Textauszug ->

Im letzten Jahr hatte ich bereits begonnen, meinen Kindern unsere alte Ausgabe vorzulesen. Dem Großen ging das dann eindeutig zu lange und er hat das Buch ohne mich fortgesetzt.
 
Die Neuauflage der Originalausgabe, die vor kurzem bei uns eingezogen ist, hat mich immer stärker gerufen und irgendwann konnte ich nicht mehr widerstehen und begab mich mit Bastian auf eine buchische Reise ins Reich Phantásiens.

Bereitgestelltes Material ->
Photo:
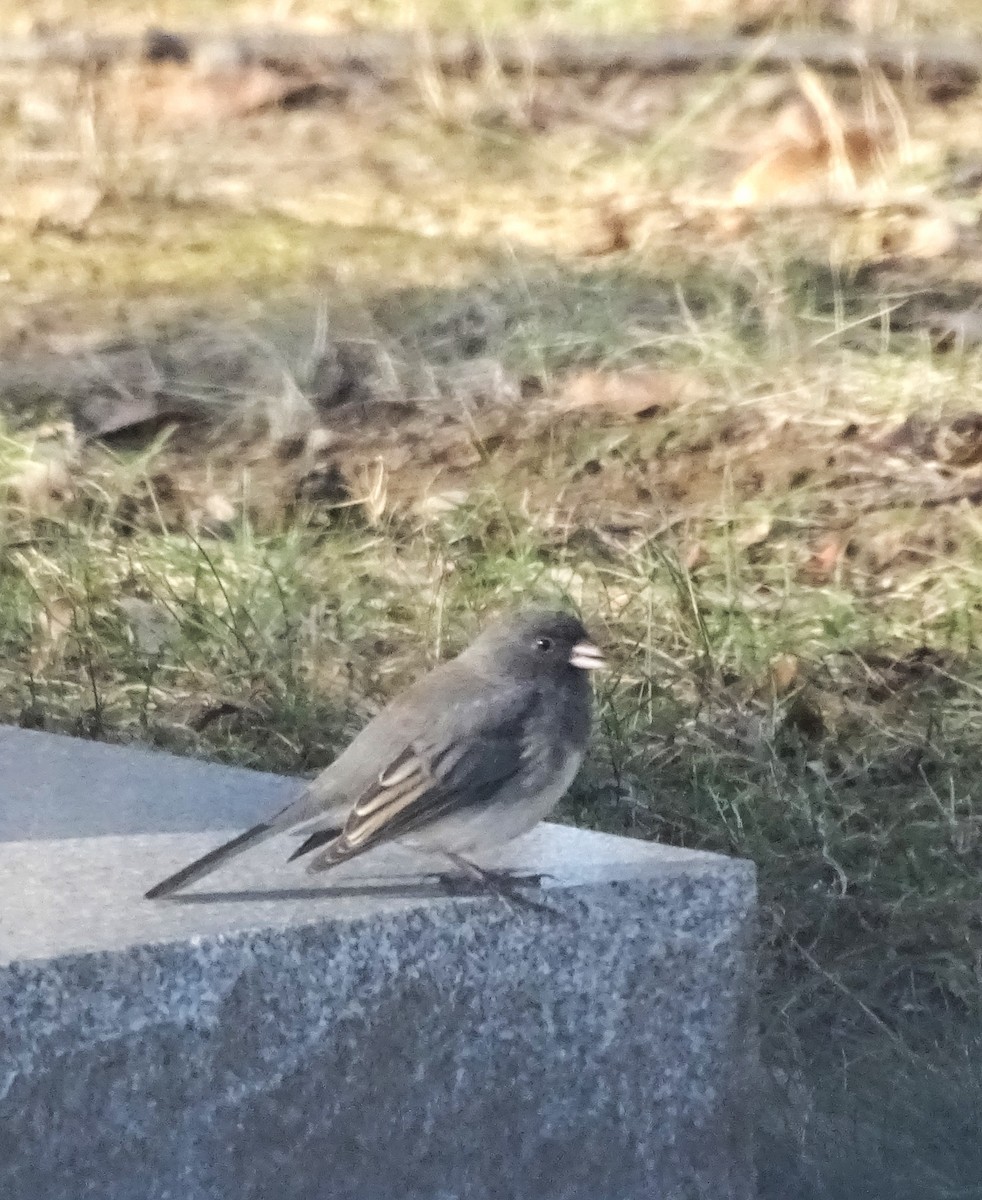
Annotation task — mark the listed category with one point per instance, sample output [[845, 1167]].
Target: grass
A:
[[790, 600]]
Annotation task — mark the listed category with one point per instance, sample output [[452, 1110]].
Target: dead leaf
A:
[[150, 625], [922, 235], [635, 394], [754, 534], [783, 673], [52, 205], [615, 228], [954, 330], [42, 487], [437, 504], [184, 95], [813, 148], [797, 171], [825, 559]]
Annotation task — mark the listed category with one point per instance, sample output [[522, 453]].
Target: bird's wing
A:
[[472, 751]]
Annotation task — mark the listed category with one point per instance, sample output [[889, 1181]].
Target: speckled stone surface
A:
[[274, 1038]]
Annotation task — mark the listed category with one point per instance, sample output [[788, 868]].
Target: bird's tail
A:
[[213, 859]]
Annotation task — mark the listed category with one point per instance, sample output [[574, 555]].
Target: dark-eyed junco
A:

* * *

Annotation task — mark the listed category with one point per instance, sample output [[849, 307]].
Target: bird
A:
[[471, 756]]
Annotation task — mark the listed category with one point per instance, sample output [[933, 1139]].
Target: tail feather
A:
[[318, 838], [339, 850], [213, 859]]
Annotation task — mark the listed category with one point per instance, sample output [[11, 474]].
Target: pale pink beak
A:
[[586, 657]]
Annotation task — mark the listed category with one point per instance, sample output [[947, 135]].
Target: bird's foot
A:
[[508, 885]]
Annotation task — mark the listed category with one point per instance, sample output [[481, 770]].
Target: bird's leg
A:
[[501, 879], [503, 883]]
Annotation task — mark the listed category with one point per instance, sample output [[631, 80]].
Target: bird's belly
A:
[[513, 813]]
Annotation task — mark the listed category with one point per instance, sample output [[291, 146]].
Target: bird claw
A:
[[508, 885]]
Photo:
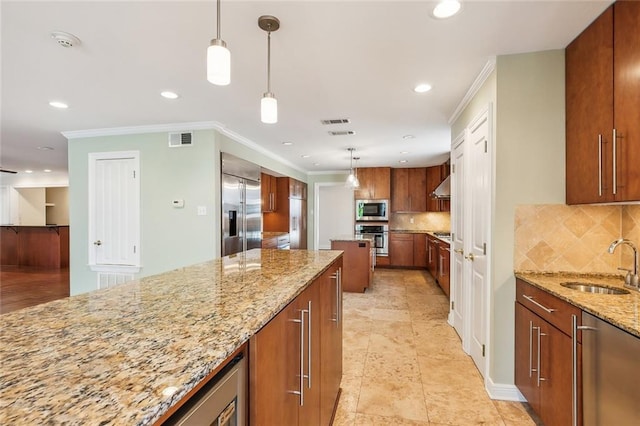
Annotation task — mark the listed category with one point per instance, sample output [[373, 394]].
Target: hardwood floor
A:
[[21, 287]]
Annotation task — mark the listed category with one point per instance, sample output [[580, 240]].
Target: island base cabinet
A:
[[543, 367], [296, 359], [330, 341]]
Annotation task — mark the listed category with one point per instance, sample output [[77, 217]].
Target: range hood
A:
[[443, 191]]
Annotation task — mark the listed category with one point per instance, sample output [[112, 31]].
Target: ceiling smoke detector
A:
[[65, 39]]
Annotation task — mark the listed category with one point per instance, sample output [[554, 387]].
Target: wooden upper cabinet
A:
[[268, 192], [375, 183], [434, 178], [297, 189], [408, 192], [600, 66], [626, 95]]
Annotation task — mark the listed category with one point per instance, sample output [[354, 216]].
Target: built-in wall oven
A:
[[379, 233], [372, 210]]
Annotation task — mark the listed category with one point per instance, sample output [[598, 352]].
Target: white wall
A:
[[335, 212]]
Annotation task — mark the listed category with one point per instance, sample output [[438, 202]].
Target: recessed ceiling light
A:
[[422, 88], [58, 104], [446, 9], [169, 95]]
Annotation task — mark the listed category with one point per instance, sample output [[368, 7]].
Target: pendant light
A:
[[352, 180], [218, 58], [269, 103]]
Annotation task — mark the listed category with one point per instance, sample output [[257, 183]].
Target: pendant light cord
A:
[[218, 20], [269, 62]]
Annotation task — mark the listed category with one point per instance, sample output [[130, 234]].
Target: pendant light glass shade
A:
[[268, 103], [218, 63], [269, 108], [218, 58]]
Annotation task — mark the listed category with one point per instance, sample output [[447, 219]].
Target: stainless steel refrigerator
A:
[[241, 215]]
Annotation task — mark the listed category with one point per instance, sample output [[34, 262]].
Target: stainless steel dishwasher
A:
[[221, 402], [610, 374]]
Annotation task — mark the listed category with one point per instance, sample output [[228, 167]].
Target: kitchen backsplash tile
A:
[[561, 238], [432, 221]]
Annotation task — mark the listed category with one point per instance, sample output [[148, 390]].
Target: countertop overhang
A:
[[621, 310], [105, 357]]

Aufgabenstellung ->
Übernehmen Sie aus dem Textauszug den Abschnitt von „Im letzten Jahr“ bis einschließlich „ohne mich fortgesetzt.“ wortgetreu. Die Zeilen oben stammen aus einer anderen Quelle als der Textauszug.

Lösung ->
Im letzten Jahr hatte ich bereits begonnen, meinen Kindern unsere alte Ausgabe vorzulesen. Dem Großen ging das dann eindeutig zu lange und er hat das Buch ohne mich fortgesetzt.